Prompt 1: Summarize the manga article in two sentences.

Passage to read:
* * * * *

- First tankōbon volume cover, featuring Doux (top) and Jahi (bottom)

魔王の娘は優しすぎる!! (Maō no Musume wa Yasashi Sugiru!!)
- Genre: Fantasy comedy, Slice of life
- Written by: Yūya Sakamoto
- Published by: Hakusensha
- English publisher: NA: Yen Press;
- Imprint: Young Animal Comics
- Magazine: Manga Park
- Original run: May 16, 2019 – November 17, 2025
- Volumes: 7

The Demon King's Daughter Is Too Kind!!
- Directed by: Masahiko Ohta
- Written by: Takashi Aoshima
- Music by: Yasuhiro Misawa
- Studio: EMT Squared
- Licensed by: Crunchyroll
- Original network: Tokyo MX, BS Fuji, AT-X
- Original run: January 7, 2026 – March 25, 2026
- Episodes: 12
- Anime and manga portal

= The Daughter of the Demon Lord Is Too Kind! =

Japanese manga series

The Daughter of the Demon Lord Is Too Kind! (魔王の娘は優しすぎる!!, Maō no Musume wa Yasashi Sugiru!!) is a Japanese manga series written and illustrated by Yūya Sakamoto. It was serialized on Hakusensha's Manga Park service from May 2019 to November 2025, and was compiled into seven tankōbon volumes. An anime television series adaptation produced by EMT Squared aired from January to March 2026.

==Plot==
The Demon King Ahriman, once the ruler of the demon realm and conqueror of countless worlds, halts his campaigns—troubled by a problem:he thinks his daughter,Doux, is too kindhearted. Determined to turn her into a ruthless and fearsome demon worthy of the throne, his aide Jahi steps up with a plan. Thus begins a comedic fantasy, where the demon girl Doux faces one trial after another,only to solve each one with the power of kindness and healing.

==Characters==
- Doux (ドゥ, Du)

 The eponymous daughter of Demon King Ahriman. She is a demon child that Jahi needs to train to become a proper Demon.
- Jahi (ジャヒー, Jahī)

 Demon King Ahriman's secretary, and in charge of training Doux to be a proper Demon.
- Ahriman (アーリマン, Āriman)

 The Demon King. He is a doting father to Doux.

* * * * *

Items from a data source
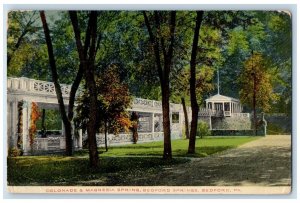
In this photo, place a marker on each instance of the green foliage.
(52, 120)
(14, 152)
(115, 168)
(203, 129)
(113, 101)
(255, 72)
(57, 170)
(206, 146)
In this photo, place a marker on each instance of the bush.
(203, 129)
(14, 152)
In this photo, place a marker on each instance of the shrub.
(203, 129)
(14, 152)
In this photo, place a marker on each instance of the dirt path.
(263, 162)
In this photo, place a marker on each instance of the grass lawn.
(121, 165)
(204, 147)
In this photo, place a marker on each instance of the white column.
(62, 129)
(14, 123)
(153, 125)
(80, 139)
(9, 123)
(26, 124)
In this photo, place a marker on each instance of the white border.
(148, 4)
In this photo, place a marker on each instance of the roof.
(219, 97)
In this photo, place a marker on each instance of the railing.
(142, 103)
(210, 112)
(217, 113)
(36, 86)
(50, 143)
(241, 115)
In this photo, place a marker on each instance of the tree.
(66, 121)
(21, 24)
(194, 104)
(113, 99)
(163, 58)
(87, 54)
(256, 86)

* * * * *

Prompt 2: Set down, line for line, the stretch of the listing from the line that contains "the white column." through the last line of the listing.

Task result 1: The Daughter of the Demon Lord Is Too Kind! is a Japanese manga series by Yūya Sakamoto that ran on Hakusensha's Manga Park service from May 2019 to November 2025 and was compiled into seven volumes, and an anime adaptation by EMT Squared aired from January to March 2026. In the story, the Demon King Ahriman worries that his daughter Doux is too kindhearted, so his aide Jahi sets out to make her a fearsome demon, but Doux solves each trial with kindness and healing.

Task result 2:
In this photo, place a marker on each instance of the white column.
(62, 129)
(14, 123)
(153, 125)
(80, 139)
(9, 123)
(26, 124)
In this photo, place a marker on each instance of the white border.
(148, 4)
In this photo, place a marker on each instance of the roof.
(219, 97)
In this photo, place a marker on each instance of the railing.
(142, 103)
(210, 112)
(217, 113)
(36, 86)
(50, 143)
(241, 115)
In this photo, place a marker on each instance of the tree.
(66, 121)
(21, 24)
(194, 104)
(113, 99)
(163, 58)
(87, 54)
(256, 86)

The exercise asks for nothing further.